▶ **WHAT THIS TASK INVOLVES**
Write out all the records below again, swapping "rocky cliff" for "sea cliff" everywhere it occurs and changing nothing else. Leave the pictures out.

▶ **DATA SUPPLIED**
----

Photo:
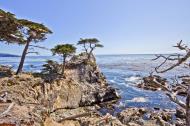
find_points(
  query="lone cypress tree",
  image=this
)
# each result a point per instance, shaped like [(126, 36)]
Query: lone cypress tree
[(64, 50), (89, 45), (22, 32)]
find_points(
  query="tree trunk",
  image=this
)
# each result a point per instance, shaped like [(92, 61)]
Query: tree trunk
[(19, 70), (188, 107), (63, 66)]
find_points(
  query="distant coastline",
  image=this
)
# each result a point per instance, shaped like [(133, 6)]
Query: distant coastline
[(7, 55)]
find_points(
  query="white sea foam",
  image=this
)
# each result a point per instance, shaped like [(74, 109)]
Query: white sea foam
[(133, 79)]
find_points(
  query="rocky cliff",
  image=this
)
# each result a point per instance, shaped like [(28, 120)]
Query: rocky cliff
[(31, 99)]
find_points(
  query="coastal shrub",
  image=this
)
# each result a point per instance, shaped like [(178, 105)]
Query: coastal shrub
[(22, 32), (89, 45), (65, 51)]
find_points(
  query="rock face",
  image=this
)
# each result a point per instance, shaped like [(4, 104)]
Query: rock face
[(84, 85), (145, 117)]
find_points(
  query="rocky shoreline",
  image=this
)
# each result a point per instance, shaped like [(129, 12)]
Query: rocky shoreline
[(50, 100)]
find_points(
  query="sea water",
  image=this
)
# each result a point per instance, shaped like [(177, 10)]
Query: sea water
[(122, 72)]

----

▶ **ANSWER TO THIS EXERCISE**
Photo:
find_points(
  query="lone cypress tree",
  image=this
)
# each result a point per instance, shaped like [(126, 36)]
Query: lone cypress tree
[(64, 50), (89, 45), (22, 32)]
find_points(
  query="tree trunk",
  image=this
)
# each result a point per instance, shaped like [(92, 61)]
Query: tree trunk
[(19, 70), (188, 107), (63, 66)]
find_points(
  query="distant coastline",
  image=this
)
# each result a point per instance, shaped like [(133, 6)]
Query: distant coastline
[(7, 55)]
find_points(
  query="white sea foam",
  image=this
)
# each result a point per instance, shaped like [(74, 109)]
Query: white sea foam
[(133, 79)]
find_points(
  query="sea cliff",
  image=this
)
# each result a point per instance, shaped like [(28, 120)]
Query: sea cliff
[(31, 99)]
find_points(
  query="coastal shrub",
  image=this
)
# each result a point per instance, shaped like [(178, 105)]
Query: coastal shrub
[(22, 32), (89, 45), (65, 51)]
find_points(
  query="rock face",
  image=this
)
# each result a point per instance, shaped like [(4, 104)]
Query: rock face
[(84, 85), (145, 117)]
find_points(
  query="rocky shoreline",
  image=this
)
# each result a point per instance, shaped like [(129, 12)]
Query: rocky shoreline
[(50, 100)]
find_points(
  query="sea water",
  image=this
)
# each result a point per instance, shaped like [(177, 10)]
Query: sea water
[(122, 72)]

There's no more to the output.